*** The records

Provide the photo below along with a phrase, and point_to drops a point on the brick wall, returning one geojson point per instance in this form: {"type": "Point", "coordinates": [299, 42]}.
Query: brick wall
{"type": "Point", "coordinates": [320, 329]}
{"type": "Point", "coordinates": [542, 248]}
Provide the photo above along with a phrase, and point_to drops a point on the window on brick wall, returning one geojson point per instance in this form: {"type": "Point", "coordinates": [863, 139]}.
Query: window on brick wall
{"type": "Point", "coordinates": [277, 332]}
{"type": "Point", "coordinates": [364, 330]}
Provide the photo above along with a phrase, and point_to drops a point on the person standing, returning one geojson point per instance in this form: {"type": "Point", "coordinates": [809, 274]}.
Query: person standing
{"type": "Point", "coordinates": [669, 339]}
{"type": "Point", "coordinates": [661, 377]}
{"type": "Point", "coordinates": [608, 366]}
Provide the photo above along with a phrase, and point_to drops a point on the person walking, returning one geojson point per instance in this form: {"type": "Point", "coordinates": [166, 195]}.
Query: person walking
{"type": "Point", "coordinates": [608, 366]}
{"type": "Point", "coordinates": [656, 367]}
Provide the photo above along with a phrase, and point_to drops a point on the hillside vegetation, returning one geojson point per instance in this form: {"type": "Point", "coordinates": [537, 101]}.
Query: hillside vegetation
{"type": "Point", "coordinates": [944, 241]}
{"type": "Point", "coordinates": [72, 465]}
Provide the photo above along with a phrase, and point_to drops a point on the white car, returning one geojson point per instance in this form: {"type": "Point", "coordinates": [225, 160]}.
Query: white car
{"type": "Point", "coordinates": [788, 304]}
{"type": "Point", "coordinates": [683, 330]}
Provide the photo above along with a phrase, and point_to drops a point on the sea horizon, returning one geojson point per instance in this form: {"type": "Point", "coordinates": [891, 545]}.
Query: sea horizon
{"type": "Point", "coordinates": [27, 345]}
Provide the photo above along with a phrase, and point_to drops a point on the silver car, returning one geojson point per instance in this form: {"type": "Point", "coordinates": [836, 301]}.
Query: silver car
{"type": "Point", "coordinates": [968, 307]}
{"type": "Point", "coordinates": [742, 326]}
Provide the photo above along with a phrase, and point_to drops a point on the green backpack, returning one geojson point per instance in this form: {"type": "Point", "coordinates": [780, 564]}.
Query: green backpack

******

| Problem details |
Write out all the entries above again, substituting "locate" for every "point_to" and leaving everything else as it is.

| Result |
Provide the photo below along with a phrase, and locate drops a point on the brick wall, returning one geojson point per instance in this form: {"type": "Point", "coordinates": [299, 42]}.
Query: brick wall
{"type": "Point", "coordinates": [320, 329]}
{"type": "Point", "coordinates": [542, 248]}
Provide the photo above along with a phrase, and locate drops a point on the window on brick wall, returning one geojson point per instance in this form: {"type": "Point", "coordinates": [863, 139]}.
Query: window on brick wall
{"type": "Point", "coordinates": [277, 332]}
{"type": "Point", "coordinates": [364, 330]}
Provide the photo above along with a phrase, and locate drops a point on the person standing, returning one geojson point per instance in this form: {"type": "Point", "coordinates": [809, 274]}.
Query: person standing
{"type": "Point", "coordinates": [669, 339]}
{"type": "Point", "coordinates": [661, 377]}
{"type": "Point", "coordinates": [608, 366]}
Provide the photo above along with a phrase, and locate drops a point on the person walking, returning one geojson point per instance in this form: {"type": "Point", "coordinates": [166, 195]}.
Query: person walking
{"type": "Point", "coordinates": [608, 366]}
{"type": "Point", "coordinates": [656, 367]}
Provide the photo above along with a phrase, and locate drops a point on the hillside vegetation, returning one geojson point per instance in this form: {"type": "Point", "coordinates": [537, 101]}.
Query: hillside vegetation
{"type": "Point", "coordinates": [944, 241]}
{"type": "Point", "coordinates": [72, 465]}
Provide the photo above along with a phrase, and locate drops a point on the white car, returning one geojson point per instance in this form: {"type": "Point", "coordinates": [225, 160]}.
Query: white car
{"type": "Point", "coordinates": [788, 304]}
{"type": "Point", "coordinates": [683, 330]}
Provide the photo above along with a phrase, and locate drops a point on the sea horizon, returning one geojson point per instance in this form: {"type": "Point", "coordinates": [891, 545]}.
Query: sea horizon
{"type": "Point", "coordinates": [27, 345]}
Provide the photo above along with a phrase, and locate drops a point on the silver car, returning one geojson point per instance in this form: {"type": "Point", "coordinates": [836, 301]}.
Query: silver car
{"type": "Point", "coordinates": [968, 307]}
{"type": "Point", "coordinates": [742, 326]}
Provide the photo above along with a phrase, and locate drops a point on the green backpack, returning one geojson point per instance in this form: {"type": "Point", "coordinates": [780, 564]}.
Query: green backpack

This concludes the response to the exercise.